#### [待办任务]
请将下列全部各行转入一份两列CSV，列名分别为“提问”与“回复”，每组文字及其对应答案各占一行。每项内容置于一个加引号的字段中，字段内的换行一律改为空格。

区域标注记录
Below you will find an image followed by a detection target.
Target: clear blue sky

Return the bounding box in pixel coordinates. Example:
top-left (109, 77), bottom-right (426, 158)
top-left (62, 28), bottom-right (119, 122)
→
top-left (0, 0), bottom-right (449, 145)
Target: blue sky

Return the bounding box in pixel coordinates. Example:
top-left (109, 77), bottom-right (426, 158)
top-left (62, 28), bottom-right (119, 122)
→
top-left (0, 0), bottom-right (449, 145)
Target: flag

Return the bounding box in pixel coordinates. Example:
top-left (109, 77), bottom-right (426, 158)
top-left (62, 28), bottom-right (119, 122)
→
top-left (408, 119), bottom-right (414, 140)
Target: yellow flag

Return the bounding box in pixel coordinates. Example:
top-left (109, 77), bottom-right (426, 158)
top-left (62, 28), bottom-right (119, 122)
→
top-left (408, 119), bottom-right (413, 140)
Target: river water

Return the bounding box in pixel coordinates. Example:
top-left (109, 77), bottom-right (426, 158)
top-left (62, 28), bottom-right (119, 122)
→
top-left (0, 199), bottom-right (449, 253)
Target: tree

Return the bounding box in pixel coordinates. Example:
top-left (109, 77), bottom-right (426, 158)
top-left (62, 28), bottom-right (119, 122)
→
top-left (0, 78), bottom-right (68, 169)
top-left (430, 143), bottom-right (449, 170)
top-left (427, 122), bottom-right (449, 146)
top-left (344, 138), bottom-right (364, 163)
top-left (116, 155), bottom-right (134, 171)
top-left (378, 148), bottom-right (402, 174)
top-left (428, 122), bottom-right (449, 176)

#### [处理结果]
提问,回复
"Below you will find an image followed by a detection target. Target: clear blue sky Return the bounding box in pixel coordinates. Example: top-left (109, 77), bottom-right (426, 158) top-left (62, 28), bottom-right (119, 122) →","top-left (0, 0), bottom-right (449, 145)"
"Target: blue sky Return the bounding box in pixel coordinates. Example: top-left (109, 77), bottom-right (426, 158) top-left (62, 28), bottom-right (119, 122) →","top-left (0, 0), bottom-right (449, 145)"
"Target: flag Return the bounding box in pixel coordinates. Example: top-left (109, 77), bottom-right (426, 158) top-left (62, 28), bottom-right (119, 122) →","top-left (408, 119), bottom-right (414, 140)"
"Target: yellow flag Return the bounding box in pixel coordinates. Example: top-left (109, 77), bottom-right (426, 158) top-left (62, 28), bottom-right (119, 122) →","top-left (408, 119), bottom-right (413, 140)"
"Target: river water Return the bounding box in pixel coordinates. Example: top-left (109, 77), bottom-right (426, 158) top-left (62, 28), bottom-right (119, 122) →","top-left (0, 199), bottom-right (449, 253)"
"Target: tree Return the bounding box in pixel coordinates. Example: top-left (109, 77), bottom-right (426, 158) top-left (62, 28), bottom-right (119, 122) →","top-left (0, 78), bottom-right (68, 169) top-left (430, 143), bottom-right (449, 170) top-left (427, 122), bottom-right (449, 146) top-left (344, 138), bottom-right (364, 163) top-left (116, 155), bottom-right (134, 171) top-left (378, 148), bottom-right (402, 174) top-left (428, 122), bottom-right (449, 176)"